Task to carry out
Beginning with the line in which "[locate] air conditioner" appears, transcribe each line word for word until the records end. Do not include pictures.

==== Stored data ====

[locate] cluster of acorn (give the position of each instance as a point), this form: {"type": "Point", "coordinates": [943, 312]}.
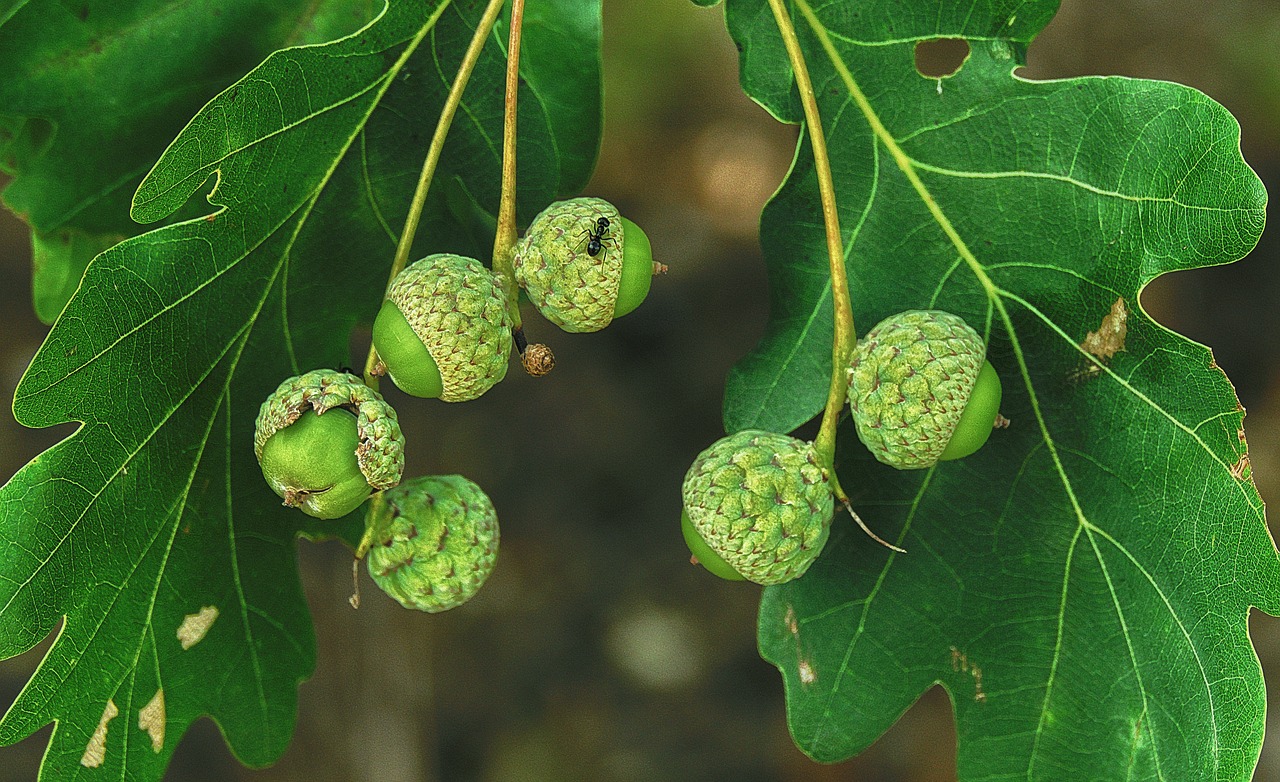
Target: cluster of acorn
{"type": "Point", "coordinates": [327, 442]}
{"type": "Point", "coordinates": [758, 506]}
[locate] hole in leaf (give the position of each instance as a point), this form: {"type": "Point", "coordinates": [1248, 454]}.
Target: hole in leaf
{"type": "Point", "coordinates": [941, 58]}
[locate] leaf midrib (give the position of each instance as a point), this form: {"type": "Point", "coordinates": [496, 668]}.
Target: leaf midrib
{"type": "Point", "coordinates": [995, 296]}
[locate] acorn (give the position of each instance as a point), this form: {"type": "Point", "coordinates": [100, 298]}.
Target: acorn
{"type": "Point", "coordinates": [325, 442]}
{"type": "Point", "coordinates": [434, 543]}
{"type": "Point", "coordinates": [583, 264]}
{"type": "Point", "coordinates": [922, 391]}
{"type": "Point", "coordinates": [444, 329]}
{"type": "Point", "coordinates": [757, 507]}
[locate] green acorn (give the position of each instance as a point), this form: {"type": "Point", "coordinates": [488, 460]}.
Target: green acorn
{"type": "Point", "coordinates": [758, 506]}
{"type": "Point", "coordinates": [444, 329]}
{"type": "Point", "coordinates": [583, 264]}
{"type": "Point", "coordinates": [433, 543]}
{"type": "Point", "coordinates": [922, 391]}
{"type": "Point", "coordinates": [325, 442]}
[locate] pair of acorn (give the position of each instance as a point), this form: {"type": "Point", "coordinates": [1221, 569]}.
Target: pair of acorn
{"type": "Point", "coordinates": [325, 440]}
{"type": "Point", "coordinates": [758, 506]}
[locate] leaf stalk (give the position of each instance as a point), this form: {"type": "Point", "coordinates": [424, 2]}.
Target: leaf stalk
{"type": "Point", "coordinates": [845, 337]}
{"type": "Point", "coordinates": [504, 241]}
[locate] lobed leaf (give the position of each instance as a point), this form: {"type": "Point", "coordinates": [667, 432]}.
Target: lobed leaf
{"type": "Point", "coordinates": [152, 522]}
{"type": "Point", "coordinates": [95, 92]}
{"type": "Point", "coordinates": [1082, 585]}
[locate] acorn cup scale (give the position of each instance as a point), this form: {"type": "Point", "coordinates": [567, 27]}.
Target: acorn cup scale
{"type": "Point", "coordinates": [583, 264]}
{"type": "Point", "coordinates": [325, 442]}
{"type": "Point", "coordinates": [760, 503]}
{"type": "Point", "coordinates": [444, 329]}
{"type": "Point", "coordinates": [433, 542]}
{"type": "Point", "coordinates": [920, 389]}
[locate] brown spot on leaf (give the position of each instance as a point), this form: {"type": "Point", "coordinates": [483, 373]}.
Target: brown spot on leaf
{"type": "Point", "coordinates": [151, 719]}
{"type": "Point", "coordinates": [196, 625]}
{"type": "Point", "coordinates": [96, 750]}
{"type": "Point", "coordinates": [1240, 470]}
{"type": "Point", "coordinates": [960, 663]}
{"type": "Point", "coordinates": [1104, 343]}
{"type": "Point", "coordinates": [1109, 339]}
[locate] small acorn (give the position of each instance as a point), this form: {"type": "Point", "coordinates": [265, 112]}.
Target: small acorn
{"type": "Point", "coordinates": [325, 440]}
{"type": "Point", "coordinates": [922, 391]}
{"type": "Point", "coordinates": [444, 329]}
{"type": "Point", "coordinates": [583, 264]}
{"type": "Point", "coordinates": [433, 543]}
{"type": "Point", "coordinates": [757, 507]}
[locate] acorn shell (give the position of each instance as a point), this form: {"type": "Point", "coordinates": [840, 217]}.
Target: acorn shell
{"type": "Point", "coordinates": [762, 502]}
{"type": "Point", "coordinates": [434, 543]}
{"type": "Point", "coordinates": [909, 380]}
{"type": "Point", "coordinates": [380, 452]}
{"type": "Point", "coordinates": [570, 287]}
{"type": "Point", "coordinates": [457, 309]}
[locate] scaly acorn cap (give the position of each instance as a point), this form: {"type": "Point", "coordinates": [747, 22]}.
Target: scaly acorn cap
{"type": "Point", "coordinates": [572, 288]}
{"type": "Point", "coordinates": [434, 542]}
{"type": "Point", "coordinates": [458, 311]}
{"type": "Point", "coordinates": [762, 502]}
{"type": "Point", "coordinates": [380, 451]}
{"type": "Point", "coordinates": [910, 379]}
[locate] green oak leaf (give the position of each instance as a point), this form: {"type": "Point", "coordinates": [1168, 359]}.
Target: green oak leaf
{"type": "Point", "coordinates": [152, 522]}
{"type": "Point", "coordinates": [1080, 586]}
{"type": "Point", "coordinates": [95, 92]}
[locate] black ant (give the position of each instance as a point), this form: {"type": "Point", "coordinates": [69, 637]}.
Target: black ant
{"type": "Point", "coordinates": [595, 238]}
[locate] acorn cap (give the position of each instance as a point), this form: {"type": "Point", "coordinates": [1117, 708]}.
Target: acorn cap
{"type": "Point", "coordinates": [457, 309]}
{"type": "Point", "coordinates": [909, 382]}
{"type": "Point", "coordinates": [434, 542]}
{"type": "Point", "coordinates": [762, 502]}
{"type": "Point", "coordinates": [570, 287]}
{"type": "Point", "coordinates": [380, 453]}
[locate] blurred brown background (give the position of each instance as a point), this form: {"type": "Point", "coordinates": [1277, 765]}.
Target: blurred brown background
{"type": "Point", "coordinates": [595, 652]}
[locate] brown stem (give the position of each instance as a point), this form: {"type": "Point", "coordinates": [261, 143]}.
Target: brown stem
{"type": "Point", "coordinates": [845, 335]}
{"type": "Point", "coordinates": [433, 158]}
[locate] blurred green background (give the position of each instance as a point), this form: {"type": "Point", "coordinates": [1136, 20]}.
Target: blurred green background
{"type": "Point", "coordinates": [597, 652]}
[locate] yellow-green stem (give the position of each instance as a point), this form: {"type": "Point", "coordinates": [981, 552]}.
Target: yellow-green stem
{"type": "Point", "coordinates": [504, 242]}
{"type": "Point", "coordinates": [433, 158]}
{"type": "Point", "coordinates": [845, 335]}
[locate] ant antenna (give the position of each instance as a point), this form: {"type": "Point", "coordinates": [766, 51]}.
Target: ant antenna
{"type": "Point", "coordinates": [868, 530]}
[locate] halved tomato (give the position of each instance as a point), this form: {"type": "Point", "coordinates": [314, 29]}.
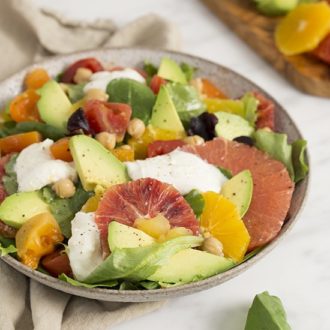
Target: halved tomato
{"type": "Point", "coordinates": [89, 63]}
{"type": "Point", "coordinates": [108, 117]}
{"type": "Point", "coordinates": [158, 148]}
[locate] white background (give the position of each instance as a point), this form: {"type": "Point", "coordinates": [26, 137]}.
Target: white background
{"type": "Point", "coordinates": [298, 270]}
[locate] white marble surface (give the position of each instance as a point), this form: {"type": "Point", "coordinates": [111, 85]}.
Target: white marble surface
{"type": "Point", "coordinates": [298, 270]}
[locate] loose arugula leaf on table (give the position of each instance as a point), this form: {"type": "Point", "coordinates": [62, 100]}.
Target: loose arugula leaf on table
{"type": "Point", "coordinates": [137, 264]}
{"type": "Point", "coordinates": [196, 201]}
{"type": "Point", "coordinates": [109, 284]}
{"type": "Point", "coordinates": [137, 95]}
{"type": "Point", "coordinates": [64, 209]}
{"type": "Point", "coordinates": [7, 246]}
{"type": "Point", "coordinates": [9, 180]}
{"type": "Point", "coordinates": [47, 131]}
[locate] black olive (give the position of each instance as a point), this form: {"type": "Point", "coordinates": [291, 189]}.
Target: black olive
{"type": "Point", "coordinates": [203, 125]}
{"type": "Point", "coordinates": [78, 124]}
{"type": "Point", "coordinates": [245, 139]}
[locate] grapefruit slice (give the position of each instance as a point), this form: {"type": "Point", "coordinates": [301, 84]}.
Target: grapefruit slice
{"type": "Point", "coordinates": [143, 198]}
{"type": "Point", "coordinates": [272, 191]}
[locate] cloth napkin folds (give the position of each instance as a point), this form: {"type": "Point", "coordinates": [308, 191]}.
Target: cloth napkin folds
{"type": "Point", "coordinates": [27, 34]}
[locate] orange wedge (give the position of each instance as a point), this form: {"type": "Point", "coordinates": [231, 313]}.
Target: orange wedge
{"type": "Point", "coordinates": [221, 219]}
{"type": "Point", "coordinates": [303, 28]}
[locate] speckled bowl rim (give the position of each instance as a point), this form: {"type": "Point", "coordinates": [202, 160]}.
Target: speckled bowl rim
{"type": "Point", "coordinates": [158, 294]}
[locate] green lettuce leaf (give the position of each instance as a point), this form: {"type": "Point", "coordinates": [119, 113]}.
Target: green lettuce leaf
{"type": "Point", "coordinates": [137, 264]}
{"type": "Point", "coordinates": [299, 159]}
{"type": "Point", "coordinates": [188, 70]}
{"type": "Point", "coordinates": [196, 201]}
{"type": "Point", "coordinates": [47, 131]}
{"type": "Point", "coordinates": [75, 92]}
{"type": "Point", "coordinates": [186, 100]}
{"type": "Point", "coordinates": [250, 103]}
{"type": "Point", "coordinates": [291, 155]}
{"type": "Point", "coordinates": [64, 209]}
{"type": "Point", "coordinates": [137, 95]}
{"type": "Point", "coordinates": [9, 180]}
{"type": "Point", "coordinates": [109, 284]}
{"type": "Point", "coordinates": [7, 246]}
{"type": "Point", "coordinates": [276, 145]}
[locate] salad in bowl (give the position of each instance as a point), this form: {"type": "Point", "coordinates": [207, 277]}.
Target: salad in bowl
{"type": "Point", "coordinates": [140, 177]}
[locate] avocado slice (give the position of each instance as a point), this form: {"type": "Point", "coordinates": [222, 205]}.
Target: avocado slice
{"type": "Point", "coordinates": [190, 265]}
{"type": "Point", "coordinates": [170, 70]}
{"type": "Point", "coordinates": [164, 114]}
{"type": "Point", "coordinates": [239, 190]}
{"type": "Point", "coordinates": [121, 236]}
{"type": "Point", "coordinates": [266, 312]}
{"type": "Point", "coordinates": [54, 106]}
{"type": "Point", "coordinates": [95, 164]}
{"type": "Point", "coordinates": [230, 126]}
{"type": "Point", "coordinates": [16, 209]}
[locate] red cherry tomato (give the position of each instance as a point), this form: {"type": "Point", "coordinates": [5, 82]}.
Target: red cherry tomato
{"type": "Point", "coordinates": [156, 82]}
{"type": "Point", "coordinates": [108, 117]}
{"type": "Point", "coordinates": [57, 263]}
{"type": "Point", "coordinates": [158, 148]}
{"type": "Point", "coordinates": [89, 63]}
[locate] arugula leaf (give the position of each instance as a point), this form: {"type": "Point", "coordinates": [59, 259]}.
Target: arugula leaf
{"type": "Point", "coordinates": [47, 131]}
{"type": "Point", "coordinates": [75, 92]}
{"type": "Point", "coordinates": [136, 264]}
{"type": "Point", "coordinates": [7, 246]}
{"type": "Point", "coordinates": [186, 100]}
{"type": "Point", "coordinates": [250, 103]}
{"type": "Point", "coordinates": [64, 209]}
{"type": "Point", "coordinates": [109, 284]}
{"type": "Point", "coordinates": [137, 95]}
{"type": "Point", "coordinates": [276, 145]}
{"type": "Point", "coordinates": [196, 201]}
{"type": "Point", "coordinates": [188, 70]}
{"type": "Point", "coordinates": [227, 173]}
{"type": "Point", "coordinates": [9, 180]}
{"type": "Point", "coordinates": [299, 159]}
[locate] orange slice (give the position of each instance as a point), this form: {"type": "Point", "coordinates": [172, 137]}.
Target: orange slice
{"type": "Point", "coordinates": [221, 219]}
{"type": "Point", "coordinates": [303, 28]}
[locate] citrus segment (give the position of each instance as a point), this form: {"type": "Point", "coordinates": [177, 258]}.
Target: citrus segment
{"type": "Point", "coordinates": [220, 217]}
{"type": "Point", "coordinates": [303, 28]}
{"type": "Point", "coordinates": [143, 198]}
{"type": "Point", "coordinates": [272, 189]}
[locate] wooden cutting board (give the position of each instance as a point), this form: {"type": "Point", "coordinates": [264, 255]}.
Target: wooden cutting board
{"type": "Point", "coordinates": [305, 72]}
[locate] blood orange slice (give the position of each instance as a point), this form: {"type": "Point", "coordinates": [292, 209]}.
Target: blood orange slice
{"type": "Point", "coordinates": [144, 198]}
{"type": "Point", "coordinates": [272, 189]}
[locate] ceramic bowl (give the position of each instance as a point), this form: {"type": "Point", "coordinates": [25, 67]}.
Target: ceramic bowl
{"type": "Point", "coordinates": [233, 85]}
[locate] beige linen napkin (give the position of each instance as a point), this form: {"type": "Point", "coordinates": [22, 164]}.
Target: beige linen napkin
{"type": "Point", "coordinates": [28, 34]}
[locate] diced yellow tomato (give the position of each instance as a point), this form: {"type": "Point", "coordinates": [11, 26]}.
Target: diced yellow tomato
{"type": "Point", "coordinates": [37, 238]}
{"type": "Point", "coordinates": [124, 154]}
{"type": "Point", "coordinates": [18, 142]}
{"type": "Point", "coordinates": [24, 107]}
{"type": "Point", "coordinates": [60, 150]}
{"type": "Point", "coordinates": [151, 134]}
{"type": "Point", "coordinates": [36, 78]}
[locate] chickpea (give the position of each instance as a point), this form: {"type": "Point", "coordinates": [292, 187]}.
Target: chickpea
{"type": "Point", "coordinates": [108, 140]}
{"type": "Point", "coordinates": [136, 128]}
{"type": "Point", "coordinates": [82, 75]}
{"type": "Point", "coordinates": [64, 188]}
{"type": "Point", "coordinates": [212, 245]}
{"type": "Point", "coordinates": [194, 140]}
{"type": "Point", "coordinates": [96, 94]}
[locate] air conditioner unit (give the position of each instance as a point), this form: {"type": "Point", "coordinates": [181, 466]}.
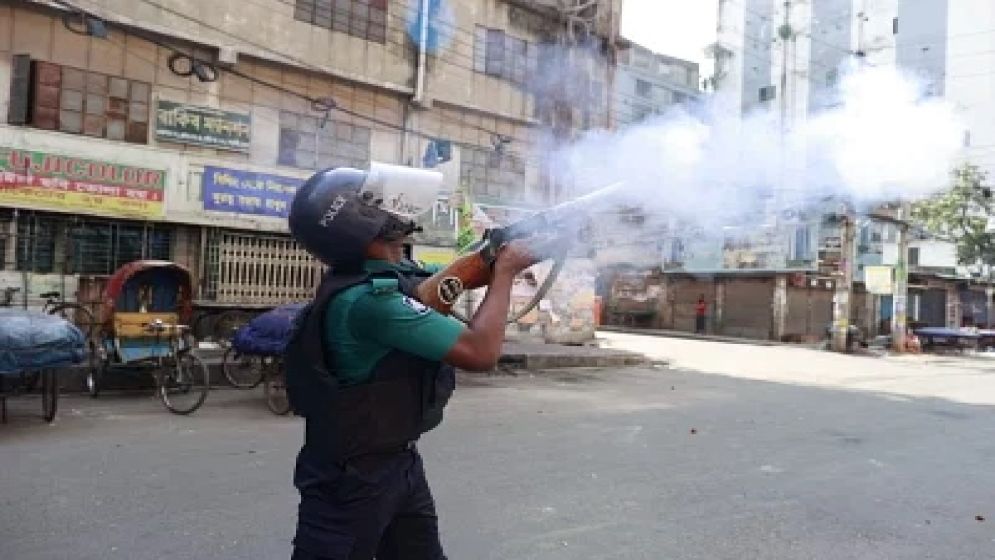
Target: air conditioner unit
{"type": "Point", "coordinates": [228, 55]}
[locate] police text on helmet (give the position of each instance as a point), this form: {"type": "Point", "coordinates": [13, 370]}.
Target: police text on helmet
{"type": "Point", "coordinates": [332, 211]}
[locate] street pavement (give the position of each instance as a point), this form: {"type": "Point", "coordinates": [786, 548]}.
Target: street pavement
{"type": "Point", "coordinates": [731, 452]}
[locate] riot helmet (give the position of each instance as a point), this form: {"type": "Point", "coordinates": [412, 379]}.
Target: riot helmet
{"type": "Point", "coordinates": [338, 212]}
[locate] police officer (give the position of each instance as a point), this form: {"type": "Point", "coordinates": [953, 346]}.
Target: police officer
{"type": "Point", "coordinates": [370, 369]}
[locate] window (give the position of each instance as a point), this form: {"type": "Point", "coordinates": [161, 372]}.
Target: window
{"type": "Point", "coordinates": [366, 19]}
{"type": "Point", "coordinates": [503, 56]}
{"type": "Point", "coordinates": [913, 256]}
{"type": "Point", "coordinates": [768, 93]}
{"type": "Point", "coordinates": [492, 174]}
{"type": "Point", "coordinates": [802, 247]}
{"type": "Point", "coordinates": [82, 102]}
{"type": "Point", "coordinates": [832, 77]}
{"type": "Point", "coordinates": [596, 98]}
{"type": "Point", "coordinates": [640, 112]}
{"type": "Point", "coordinates": [305, 144]}
{"type": "Point", "coordinates": [101, 247]}
{"type": "Point", "coordinates": [36, 244]}
{"type": "Point", "coordinates": [47, 243]}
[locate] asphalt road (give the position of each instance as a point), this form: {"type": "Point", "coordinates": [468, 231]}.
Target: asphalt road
{"type": "Point", "coordinates": [704, 460]}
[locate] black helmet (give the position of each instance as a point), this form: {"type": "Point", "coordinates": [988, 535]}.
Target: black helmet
{"type": "Point", "coordinates": [338, 212]}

====

Result of the task
[locate] air conditioner unit (give the position of each instance as a point), this form: {"type": "Point", "coordinates": [181, 466]}.
Target: air conditioner unit
{"type": "Point", "coordinates": [228, 55]}
[locate] police text on helmet (give the position of each instance as a point), this form: {"type": "Point", "coordinates": [13, 370]}.
Target: police text on helmet
{"type": "Point", "coordinates": [332, 211]}
[locate] street pavement (give the position of each instance as a point), this form: {"type": "Point", "coordinates": [786, 548]}.
Target: street pavement
{"type": "Point", "coordinates": [731, 452]}
[locate] riot helmet (give the position of each instance as a point), this form: {"type": "Point", "coordinates": [412, 379]}.
Target: riot helmet
{"type": "Point", "coordinates": [338, 212]}
[locate] police officer (give the position of each instance as a point), this form: {"type": "Point", "coordinates": [953, 346]}.
Target: police officer
{"type": "Point", "coordinates": [370, 369]}
[locate] window (give the position of each instance as a point), this form: {"type": "Point", "coordinates": [161, 372]}.
Target: window
{"type": "Point", "coordinates": [366, 19]}
{"type": "Point", "coordinates": [503, 56]}
{"type": "Point", "coordinates": [913, 256]}
{"type": "Point", "coordinates": [768, 93]}
{"type": "Point", "coordinates": [492, 174]}
{"type": "Point", "coordinates": [802, 247]}
{"type": "Point", "coordinates": [82, 102]}
{"type": "Point", "coordinates": [832, 77]}
{"type": "Point", "coordinates": [596, 98]}
{"type": "Point", "coordinates": [640, 112]}
{"type": "Point", "coordinates": [305, 144]}
{"type": "Point", "coordinates": [101, 247]}
{"type": "Point", "coordinates": [36, 244]}
{"type": "Point", "coordinates": [47, 243]}
[locate] asphalt road (give the position of each instance as a point), this form: {"type": "Point", "coordinates": [468, 231]}.
Target: asphalt road
{"type": "Point", "coordinates": [704, 460]}
[locate] black helmet (give the position of each instance as a point), this form: {"type": "Point", "coordinates": [988, 535]}.
Target: black helmet
{"type": "Point", "coordinates": [338, 212]}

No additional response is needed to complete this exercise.